- [TEXT FOR ANALYSIS]
════

Ambient office = 73 nanosieverts per hour
Ambient outside = 89 nanosieverts per hour
Soil exposed to rain water = 87 nanosieverts per hour
Beefsteak tomato from Central Market = 74 nanosieverts per hour
Tap water = 108 nanosieverts per hour
Filter water = 100 nanosieverts per hour
The Pentagon is planning on spending a trillion dollars over the next decade on a new generation of nuclear bombers, submarines and intercontinental ballistic missiles. Together, these are known as the nuclear triad. Recently, at an event on Capitol Hill, Lt. Gen. Jack Weinstein, Air Force deputy chief of staff for strategic deterrence and nuclear integration, said, “But the triad is more than a triad. The triad also means space capability. We need the capability of early warning satellites to know what is going on. We need an unblinking eye to find out what is going on. That unblinking eye is provided by space. We need the capability of military communications, secure military communications satellites, EMP [radiation] hardened communications.”
The U.S. president is connected to military forces by a classified communication network known as NC3 which stands for nuclear command, control and communications. Weinstein said that while NC3 has not traditionally been considered as part of the triad, nonetheless it is vital to the U.S. nuclear defense. Weinstein went on to say, “I can talk all day about the importance of NC3. The president has to communicate with forces. We need command posts that can take over those missions. Then you need the processes and procedures so that crew members know that a message is authentic and valid. That is foundational to this nuclear force.”
The Trump administration has pointed out that NC3 is a system that needs to be modernized. They have suggested that NC3 needs a change in governance structure. Currently, the program is managed by Air Force Global Strike Command. Protecting satellites and signals from being jammed has become very important because China and Russia are working on techniques and technologies to disrupt and disable U.S. space assets. The Joint Staff review of NC3 was scheduled to be presented to Secretary of Defense James Mattis yesterday.
NC3 consists of waring satellites and radars; communications satellites, aircraft, and ground stations; fixed and mobile command posts; and the control centers for nuclear systems. The Nuclear Posture Review stated that many of these systems employ antiquated technology that has not been upgraded in almost three decades. The future architecture of the system needs to be designed.

════

[Data records]

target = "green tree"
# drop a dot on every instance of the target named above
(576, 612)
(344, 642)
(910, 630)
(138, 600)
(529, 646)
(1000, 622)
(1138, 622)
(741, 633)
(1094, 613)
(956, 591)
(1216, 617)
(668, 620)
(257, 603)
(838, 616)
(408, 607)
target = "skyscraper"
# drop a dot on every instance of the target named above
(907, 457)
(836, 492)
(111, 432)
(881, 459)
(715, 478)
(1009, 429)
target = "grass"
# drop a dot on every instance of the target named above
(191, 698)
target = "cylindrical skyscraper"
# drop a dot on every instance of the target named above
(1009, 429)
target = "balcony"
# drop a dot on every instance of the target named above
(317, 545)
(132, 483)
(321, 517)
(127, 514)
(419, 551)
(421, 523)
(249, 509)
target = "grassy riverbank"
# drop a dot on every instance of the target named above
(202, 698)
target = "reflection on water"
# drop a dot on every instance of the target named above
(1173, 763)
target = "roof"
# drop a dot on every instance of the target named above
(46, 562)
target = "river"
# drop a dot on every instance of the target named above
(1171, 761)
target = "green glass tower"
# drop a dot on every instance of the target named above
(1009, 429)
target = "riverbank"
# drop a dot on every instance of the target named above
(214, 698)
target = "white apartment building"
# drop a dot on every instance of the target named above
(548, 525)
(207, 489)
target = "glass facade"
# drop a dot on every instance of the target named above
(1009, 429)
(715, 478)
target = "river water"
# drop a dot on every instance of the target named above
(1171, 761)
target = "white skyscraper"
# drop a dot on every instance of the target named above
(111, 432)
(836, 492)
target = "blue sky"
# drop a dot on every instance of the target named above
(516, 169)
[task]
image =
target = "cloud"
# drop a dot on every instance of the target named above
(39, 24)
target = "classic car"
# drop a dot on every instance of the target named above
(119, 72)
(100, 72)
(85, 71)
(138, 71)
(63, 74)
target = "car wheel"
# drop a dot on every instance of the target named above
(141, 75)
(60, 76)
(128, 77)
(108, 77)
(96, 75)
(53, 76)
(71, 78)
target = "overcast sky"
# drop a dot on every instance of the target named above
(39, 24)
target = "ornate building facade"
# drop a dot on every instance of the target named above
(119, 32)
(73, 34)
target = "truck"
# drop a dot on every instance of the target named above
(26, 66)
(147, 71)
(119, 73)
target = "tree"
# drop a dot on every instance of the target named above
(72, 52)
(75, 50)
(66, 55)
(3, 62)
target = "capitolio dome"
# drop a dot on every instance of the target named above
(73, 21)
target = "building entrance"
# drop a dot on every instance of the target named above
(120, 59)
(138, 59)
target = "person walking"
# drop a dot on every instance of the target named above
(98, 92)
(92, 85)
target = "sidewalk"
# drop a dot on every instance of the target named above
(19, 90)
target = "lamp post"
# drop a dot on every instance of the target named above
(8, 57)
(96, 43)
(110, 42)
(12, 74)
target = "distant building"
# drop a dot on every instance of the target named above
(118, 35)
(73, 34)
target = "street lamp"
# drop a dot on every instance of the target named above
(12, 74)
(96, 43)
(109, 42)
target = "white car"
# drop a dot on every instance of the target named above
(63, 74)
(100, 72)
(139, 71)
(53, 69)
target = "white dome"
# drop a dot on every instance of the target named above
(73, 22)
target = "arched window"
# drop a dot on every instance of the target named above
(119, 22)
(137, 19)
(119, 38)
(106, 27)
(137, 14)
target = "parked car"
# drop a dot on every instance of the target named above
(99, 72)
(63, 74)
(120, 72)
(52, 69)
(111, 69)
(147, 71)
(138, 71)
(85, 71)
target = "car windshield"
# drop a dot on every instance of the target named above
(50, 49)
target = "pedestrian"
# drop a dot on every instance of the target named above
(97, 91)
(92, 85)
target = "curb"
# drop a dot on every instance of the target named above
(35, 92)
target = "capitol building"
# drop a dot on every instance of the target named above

════

- [ABOUT THIS EXERCISE]
Continue the passage on nuclear command and communications from its final sentence. The rows have no connection to the passage on nuclear command and communications.

- [TASK RESPONSE]
When the nuclear triad systems are modernized, it is important that they be able to connect to classified Advanced Extremely High Frequency satellites that can be used for conventional and nuclear military missions. The Air Force is working on modernizing communications and early warning satellites. Integration with NC3 is critical.
The Congressional Budget Office has estimated that the cost of modernizing NC3 could be as much as fifty-eight billion dollars over ten years. This project is very important because the Pentagon will be putting the next generation of the nuclear triad into operation in ten years and these new systems will not be compatible with the antiquated NC3 system which was designed in the Sixties.
The land-based leg of the nuclear triad is referred to as the ground-based strategic deterrence. The future version of this leg will be a network of four hundred missile silos that need redundant and assured communications. The current land leg of the triad communicates over thirty thousand miles of buried copper wire that connects the three Air Force bases that host the Minuteman 3 nuclear silos. It is reliable but low bandwidth.
Weinstein said, “Everyone in the U.S. Air Force needs to understand the value of the nuclear force, just like everyone in the U.S. Air Force needs to understand the value of the space force. … Strategic deterrence in the 21st century is more than just nuclear. It’s space, cyber and conventional.”